# EXCERPT TO READ:

Teaching Montessori in the Home: The Preschool Years: This is a short, read in an hour book. My main take-away from this book to teach and encourage independence. We’ve been trying to mix things up so kids have access to food they can prepare and take more control over daily tasks by changing the environment. I feel exceedingly more patient remembering that one of my jobs is letting them take time to figure out how to function in this world. And I’ll stop mentioning it after this, but it pairs nicely with Essentialism too (as do the following…I really like that book). A much more detailed book in examples and methods is Montessori From the Start.
Home Education. Charlotte Mason was a British educator in the late 1800s early 1900s. She loved children, understood children’s needs and natures, and saw them as beings straight from God. While she never had children of her own, she provides great instruction and encouragement to mothers after spending the majority of her life surrounded by children. When I read her words I feel I have purpose, I am calm, and I am excited about being with my children. I don’t feel like I did her writings justice at all. Highly recommend reading this one in bits and pieces because it is packed with wisdom. My favorite Charlotte Mason book not written by Charlotte herself is Charlotte Mason Companion.
These are also all homeschooling methods. I have read a number of other homeschooling books. I initially picked them up figuring homeschoolers have kids home all day just like I do now, and have to do school on top of everything, so they are bound to have some secrets. In more of an educational vein, I really enjoyed The Well Trained Mind: A Guide to Classical Education at Home and Educating the Whole Hearted Child.
While we have zero decisions or plans made in the homeschool realm, I have been actively thinking about what I think the ideal education setting for early childhood education looks like (under the age of 6). I like the culture of the Waldorf, the methods and principles of Charlotte Mason, and the curriculum of a classical education.

# DATA PROVIDED:
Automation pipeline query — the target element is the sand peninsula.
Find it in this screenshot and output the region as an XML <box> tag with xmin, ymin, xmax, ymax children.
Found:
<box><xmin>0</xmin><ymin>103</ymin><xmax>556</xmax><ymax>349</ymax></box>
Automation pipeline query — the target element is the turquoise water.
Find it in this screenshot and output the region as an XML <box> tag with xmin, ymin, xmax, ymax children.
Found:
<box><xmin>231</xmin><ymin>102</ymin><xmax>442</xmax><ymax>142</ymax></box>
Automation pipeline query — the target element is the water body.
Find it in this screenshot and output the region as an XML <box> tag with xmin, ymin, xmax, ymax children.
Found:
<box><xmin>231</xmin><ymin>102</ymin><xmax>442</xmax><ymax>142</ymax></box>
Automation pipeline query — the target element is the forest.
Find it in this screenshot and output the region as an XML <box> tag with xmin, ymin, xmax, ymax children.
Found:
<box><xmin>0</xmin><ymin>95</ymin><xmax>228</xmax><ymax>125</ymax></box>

--

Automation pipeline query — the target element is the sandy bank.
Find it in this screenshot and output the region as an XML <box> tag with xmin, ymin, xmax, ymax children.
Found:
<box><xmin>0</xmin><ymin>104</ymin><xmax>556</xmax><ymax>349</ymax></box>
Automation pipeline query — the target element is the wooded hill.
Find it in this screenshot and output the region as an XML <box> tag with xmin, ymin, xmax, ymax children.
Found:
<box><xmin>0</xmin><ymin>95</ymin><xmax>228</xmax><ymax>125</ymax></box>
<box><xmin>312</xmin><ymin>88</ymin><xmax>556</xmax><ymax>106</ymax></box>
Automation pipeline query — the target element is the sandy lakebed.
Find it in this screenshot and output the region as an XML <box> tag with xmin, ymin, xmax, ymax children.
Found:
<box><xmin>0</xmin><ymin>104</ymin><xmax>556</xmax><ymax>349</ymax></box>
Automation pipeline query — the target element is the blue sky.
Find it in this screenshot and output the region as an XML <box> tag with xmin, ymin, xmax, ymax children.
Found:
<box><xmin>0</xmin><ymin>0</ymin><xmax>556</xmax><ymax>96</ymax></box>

# BRIEF A:
According to the homeschooling excerpt, during what period was Charlotte Mason an educator?
# BRIEF B:
Translate this sentence from the homeschooling excerpt into Spanish: "She loved children, understood children's needs and natures, and saw them as beings straight from God."
# BRIEF C:
Write one more paragraph of the homeschooling excerpt, carrying on after its final sentence.
The items have no connection to the homeschooling excerpt.

# YOUR RESPONSE A:
In the late 1800s and early 1900s.

# YOUR RESPONSE B:
Amaba a los niños, comprendía las necesidades y la naturaleza de los niños, y los veía como seres venidos directamente de Dios.

# YOUR RESPONSE C:
But wait, this article clearly sets the correct tone. We don’t need to do more for young children, Life is the Curriculum.
The true mark of success. Today I sat down and just ate lunch with the kids. Relaxed in my seat. Let them talk. Nathan started a new game, which continued throughout the day with various objects. He handed me his sandwich, put his palms up and waited for me to put a piece of sandwich in them. Over and over again. He had us all laughing.
Emily was quietly occupied for almost two hours during rest and read time today. I thought we were making real progress. As soon as she heard me up and about she ran down covered in make-up. I calmly reclaimed the makeup that she had scaled the closet shelves to obtain. I took her to Walmart still wearing makeup singing at full volume, “Let it go. Let it go. Can’t hold it back any more,” on an endless loop for two hours. We received many, many smiles and comments.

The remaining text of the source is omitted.